EXTRACT PROVIDED –
- Opening Delimiter -

Stephen Jeffrey gave good advice. Sounds to me also like TOS compression somewhere along the line. The fact that trigger point therapy helped considerably for at least a short while would seem to confirm that. It didn't last, probably because the MT didn't find the primary TP--he took out satellite trigger points, but the "mother" primary trigger point fired them right back up again. The thing could be anywhere in the upper back. Or, as I've learned from my good friend Gordon Wallis, problems in lumbar spine can be creating tension patterns extending into the neck (due to the body's proprioceptive need to keep the eyes erect) and from there satellite trigger points could be taking over and clamping down on the brachial plexus.
Find a skilled trigger point guy in your area, one that will scan the body from toe to skull for trigger points.
Its easy to say stuff online.. Kind of like a back seat driver. However, the fact that his shoulder felt good after trigger point work. Means that if you could eliminate the trigger points. It will feel good.
Have you considered joint instability/ligament laxity as the root cause?
Perhaps an evaluation by a Hemwall-Hacket prolotherapist is a wise next step if what you're doing isn't working. Another option that is less invasive than surgery.
http://www.getprolo.com/shoulder-pain/
Since it’s been proven to strengthen the connective tissues, and has the benefit of over fifty years of testing to back it, prolotherapy is arguably one of the best choices of treatment in cases of dislocation, rotator cuff tendonitis, muscle tissue impingement or recurring instability.
I have to agree with Gordon. Since you've tried trigger point work before with some success, I would definitely start there. If you can't find a good TP therapist in your area, I would suggest trying a Rolfer.

- Closing Delimiter -

INFORMATION PROVIDED –
- Opening Delimiter -

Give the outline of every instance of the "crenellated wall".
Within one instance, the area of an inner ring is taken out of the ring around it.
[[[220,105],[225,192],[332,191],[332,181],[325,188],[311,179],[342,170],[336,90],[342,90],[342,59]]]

- Closing Delimiter -

ACTIVITIES –
**A)** Based on the shoulder-pain discussion, decide whether each statement agrees with it: (i) trigger point therapy gave considerable relief for at least a short while; (ii) prolotherapy is presented as more invasive than surgery; (iii) if no good trigger point therapist is available, a Rolfer is suggested. For each, answer yes or no and quote the deciding words.
**B)** Carry the shoulder-pain discussion forward from its final post.

RESPONSE LIST –
**A)**
(i) Yes: "trigger point therapy helped considerably for at least a short while"
(ii) No: "Another option that is less invasive than surgery."
(iii) Yes: "If you can't find a good TP therapist in your area, I would suggest trying a Rolfer."

**B)**
My brother had pain on his shoulders after the football hit him during the play and he was undergone Ultrasound therapy in a rehabilitation clinic in Markham. Ultrasound therapy involves the use of sound waves of frequency 20 KHz that is penetrated in to the body. The waves travel through the body by reflection, refraction and absorption in the body tissues. Based on the intensity of ultrasound, it generates both thermal as well as non thermal effects. The result will be increases tissue temperature, improved circulation, less pain and increase protein synthesis.
Chris, injuries can take months to heal. A trigger point taken out today may reawaken in a day or a month. You should have undergone a series of NMT treatments; one session was unlikely to end your trigger point issues. Go back to him, multiple times...give the tissue a chance to heal.
Gary - aside from your excellent advice, it's fantastic to see LMT included next to your name!!!!
Therese, good to hear from you. Hope you are doing well.
I am, Gary! I'm taking next week off, and I'm excited. And I just figured out (I think, I hope!) a way to help myself with my own serious low back pain. Woo hoo! I'll post more later. Right now my dinner just showed up.
You know about the soleus trigger point that often refers pain to low back, right? Almost always, I find that pain just lateral of the L5/sacrum junction is accompanied by really painful TP on the lateral side of soleus, about 60% up from the distal end of the soleus.